Your objective:
Skipping the images, transcribe each record below as it is.

Information:

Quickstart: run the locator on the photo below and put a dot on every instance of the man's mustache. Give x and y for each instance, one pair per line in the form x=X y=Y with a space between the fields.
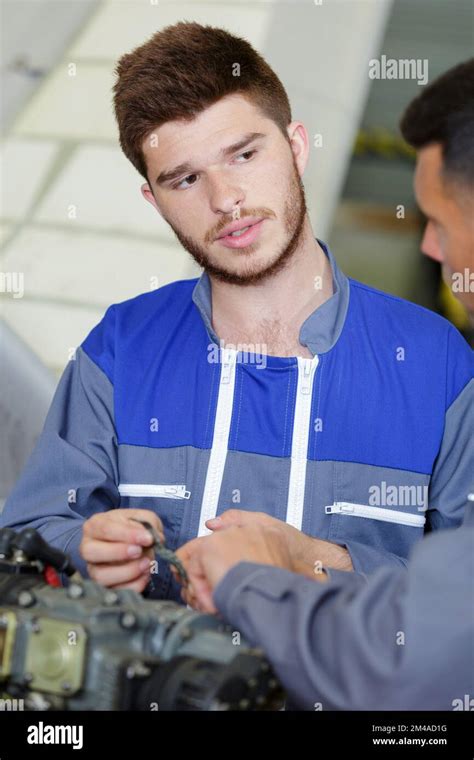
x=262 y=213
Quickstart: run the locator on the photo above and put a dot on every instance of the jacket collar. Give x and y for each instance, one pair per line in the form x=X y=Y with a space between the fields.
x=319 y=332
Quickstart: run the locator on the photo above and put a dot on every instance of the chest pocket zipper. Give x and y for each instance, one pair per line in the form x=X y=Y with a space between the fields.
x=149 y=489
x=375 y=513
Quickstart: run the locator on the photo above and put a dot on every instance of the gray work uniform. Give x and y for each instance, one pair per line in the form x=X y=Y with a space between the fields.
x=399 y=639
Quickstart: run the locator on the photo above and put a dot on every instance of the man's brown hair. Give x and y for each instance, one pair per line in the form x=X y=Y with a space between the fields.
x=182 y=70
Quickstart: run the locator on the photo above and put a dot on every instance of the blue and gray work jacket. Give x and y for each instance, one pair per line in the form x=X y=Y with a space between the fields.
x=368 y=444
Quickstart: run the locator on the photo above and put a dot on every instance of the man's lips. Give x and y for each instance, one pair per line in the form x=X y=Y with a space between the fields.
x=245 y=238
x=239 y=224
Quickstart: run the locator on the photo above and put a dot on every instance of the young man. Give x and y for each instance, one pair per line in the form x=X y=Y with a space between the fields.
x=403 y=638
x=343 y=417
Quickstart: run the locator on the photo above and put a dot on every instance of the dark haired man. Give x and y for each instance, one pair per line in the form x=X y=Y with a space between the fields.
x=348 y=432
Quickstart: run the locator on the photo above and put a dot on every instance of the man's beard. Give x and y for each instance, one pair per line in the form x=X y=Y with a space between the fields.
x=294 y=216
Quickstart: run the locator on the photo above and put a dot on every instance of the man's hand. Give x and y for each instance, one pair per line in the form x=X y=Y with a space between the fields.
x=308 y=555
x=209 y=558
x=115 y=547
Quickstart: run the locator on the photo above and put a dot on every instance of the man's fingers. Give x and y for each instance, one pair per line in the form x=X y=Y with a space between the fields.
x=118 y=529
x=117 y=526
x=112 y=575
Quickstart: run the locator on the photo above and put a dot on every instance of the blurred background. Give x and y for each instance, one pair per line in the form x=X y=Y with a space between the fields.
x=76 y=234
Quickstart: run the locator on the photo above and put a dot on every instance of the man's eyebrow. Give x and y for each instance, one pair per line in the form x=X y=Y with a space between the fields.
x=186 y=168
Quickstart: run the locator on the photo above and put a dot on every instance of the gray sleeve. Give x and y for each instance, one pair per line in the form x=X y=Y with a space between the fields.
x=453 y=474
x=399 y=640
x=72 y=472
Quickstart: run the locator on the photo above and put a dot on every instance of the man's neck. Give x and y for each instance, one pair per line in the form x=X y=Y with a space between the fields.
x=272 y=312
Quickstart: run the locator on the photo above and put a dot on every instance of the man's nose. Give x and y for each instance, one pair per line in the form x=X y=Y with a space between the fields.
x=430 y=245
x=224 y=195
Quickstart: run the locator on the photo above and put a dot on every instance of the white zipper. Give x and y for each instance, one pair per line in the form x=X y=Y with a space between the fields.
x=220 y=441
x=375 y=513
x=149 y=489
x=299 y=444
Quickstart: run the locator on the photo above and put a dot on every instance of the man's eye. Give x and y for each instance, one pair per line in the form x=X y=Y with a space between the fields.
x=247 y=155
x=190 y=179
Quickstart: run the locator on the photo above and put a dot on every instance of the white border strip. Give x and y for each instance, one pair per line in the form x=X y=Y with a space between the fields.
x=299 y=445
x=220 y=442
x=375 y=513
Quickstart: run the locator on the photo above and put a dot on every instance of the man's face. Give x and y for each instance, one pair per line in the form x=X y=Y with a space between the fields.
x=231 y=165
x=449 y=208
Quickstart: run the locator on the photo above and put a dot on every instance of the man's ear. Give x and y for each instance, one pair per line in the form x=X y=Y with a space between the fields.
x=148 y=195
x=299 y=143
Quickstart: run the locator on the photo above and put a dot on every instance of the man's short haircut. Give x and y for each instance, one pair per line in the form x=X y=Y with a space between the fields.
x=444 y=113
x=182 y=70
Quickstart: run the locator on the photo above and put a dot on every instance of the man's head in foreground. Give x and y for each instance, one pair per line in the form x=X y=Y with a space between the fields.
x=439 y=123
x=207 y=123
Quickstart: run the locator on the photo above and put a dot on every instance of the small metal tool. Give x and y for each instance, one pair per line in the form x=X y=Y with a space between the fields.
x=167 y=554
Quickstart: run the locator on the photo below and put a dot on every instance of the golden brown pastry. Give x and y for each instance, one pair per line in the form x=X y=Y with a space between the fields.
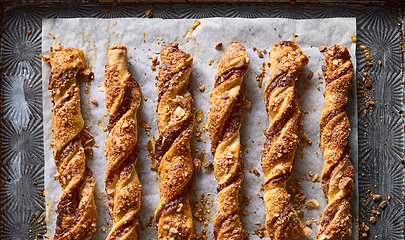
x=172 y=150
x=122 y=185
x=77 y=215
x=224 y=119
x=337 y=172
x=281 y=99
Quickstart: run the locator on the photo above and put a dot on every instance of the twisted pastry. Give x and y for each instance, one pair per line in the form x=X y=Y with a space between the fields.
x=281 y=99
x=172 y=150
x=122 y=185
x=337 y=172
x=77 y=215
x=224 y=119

Your solution:
Quickstart: run the locator on the photo below and put a dot on every instance of the man's mustache. Give x and y for each instance, one pair per line in the form x=X y=Y with a space between the fields.
x=262 y=213
Quickstart: run the locator on the photo above and put a dot on every instance of the jacket collar. Give x and y for each instance, one pair per line in the form x=X y=Y with a space between the fields.
x=319 y=332
Quickstart: run the locator on the photo above and put a dot on every instance of the chest pocket zipper. Give x and y for each instance, one pair per line in the form x=X y=Y with a space between the fields.
x=149 y=489
x=375 y=513
Quickstart: run the locator on the photo above and put a dot on every instance of the gray work uniform. Give x and y for each instance, one pair per line in the form x=X y=Y with a space between the fields.
x=399 y=639
Quickstart: run the locator on the photo above and put a dot on every instance of the man's brown hair. Give x and y for each instance, one pair per line in the form x=X y=Y with a space between the fields.
x=182 y=70
Quickstart: run the locator on the photo above and put a dot on every instance of the blue and gray work jacket. Give x and y for each instance, one pair per line in the form x=X y=Y with a space between the fields.
x=368 y=444
Quickstart: run the locator on the photo above and put a dot on every instance of the man's lips. Give x and y for each instance, one pair per line in the form x=X y=Y with a space between the fields.
x=245 y=238
x=239 y=224
Quickstart: run the locator on the photo above and put a dot on every instance of the young man. Give x and y for each instance, one pair per line in the form x=X y=Y with a space between the fields.
x=403 y=638
x=343 y=417
Quickstart: run the locator on the photo above and put a dot on every instance of the dark haired man. Give x and y for each instance, one pair per line in the form x=X y=Y with a space between the fields.
x=348 y=432
Quickstart: run the locator on the photo above and put a dot on every instance of the man's beard. Give x and y for each instance, one pair per line in the form x=X y=Y with a space between the fields.
x=294 y=216
Quickstart: run the locator on the photo above and put a dot on every instance of the man's hand. Give x and y for each instance, one pair per line in the form x=X y=Y with a space between the fields.
x=308 y=555
x=209 y=558
x=115 y=547
Quickstart: run the locator on the photo above and put a dot on every instance of the man's fingers. Give x and y for each instance, one pair per line in the form x=X y=Y with a space between the fields.
x=118 y=529
x=117 y=526
x=112 y=575
Quickstart: run the locator on the photo above and put a dot on every instance of the blurred background. Give x and y for each instance, one pair per line in the form x=X y=Y with a space between the fields.
x=76 y=234
Quickstart: run the locator on the photo above and put a dot on every instance of the man's eyebrow. Give x and y for each instance, one pair per line in the form x=X y=Y with a space between the fields.
x=186 y=168
Quickstart: run the locator on the photo above and put a dot on every instance of the gray sleeve. Give x and y for each instance, one pair per line in the form x=X y=Y with a space between the fields.
x=453 y=474
x=399 y=640
x=72 y=472
Quickstart: run the locator on the photo above and put a dot on every instance of the man's neck. Give x and y for each instance, one pair per line in the form x=X y=Y with a space between the fields.
x=272 y=312
Quickstart: run the locator on the photo above and put a dot on every instance of the man's nose. Give x and y for each instance, one pair per line in the form x=X y=Y with a space between the fields.
x=430 y=245
x=224 y=195
Quickstart: run the locator on the photo above and put a dot on every instance of the white zipper. Give x and y for each instance, one pair per line in the form x=X y=Y with a space between the fields.
x=220 y=441
x=375 y=513
x=149 y=489
x=299 y=444
Quickstart: run the locator on the photo above and put a dot on every instance of the man's eye. Give x and y for each instance, one pair per line in the form x=X y=Y with a space between the fields.
x=247 y=155
x=190 y=179
Quickstart: run the locator on the photo above and put a dot on every instance of the white border strip. Give x and y for each instance, one pair per line in the form x=X y=Y with a space between the fields.
x=299 y=445
x=220 y=442
x=375 y=513
Quickstart: run the locator on the photo above and put a dot on every instance of the man's face. Give x and y for each instance, one pair per line in the form x=X y=Y with a space between the fields.
x=231 y=165
x=449 y=208
Quickstart: run the locator on the photo above and put a dot on every instance of the man's ear. Give x and y for each instance, one pair per line in the form x=X y=Y with a space between the fields.
x=148 y=195
x=299 y=143
Quickstart: run the locator on the photo above and put a dot on every instance of the man's short haircut. Give x and y for each instance, one pair per line in the form x=X y=Y with a space between the fields.
x=444 y=113
x=182 y=70
Quickstart: run the locator on the photo above and put a dot on every instance of the man's head in foreground. Give x and y for each instance, one pair per line in the form x=X y=Y with a space between the fields.
x=439 y=123
x=207 y=123
Quickstart: run the locator on the photo above and put a dot on every instance of the small metal tool. Give x and y for each instance, one pair per line in the form x=X y=Y with a space between the fields.
x=167 y=554
Quickstart: run the locator on the photo below and put a dot on every instance of the golden brown pastry. Give x and y for each instance, one pair per line in the form x=X y=Y with a space between the fields.
x=172 y=150
x=122 y=185
x=77 y=215
x=224 y=119
x=337 y=172
x=281 y=99
Quickstart: run the locator on the photo above and put a dot on every instance of the twisted pastry. Give x and y for each instance, one pair per line in the form x=X y=Y with a space between the fields.
x=281 y=99
x=172 y=150
x=122 y=185
x=337 y=172
x=77 y=215
x=224 y=119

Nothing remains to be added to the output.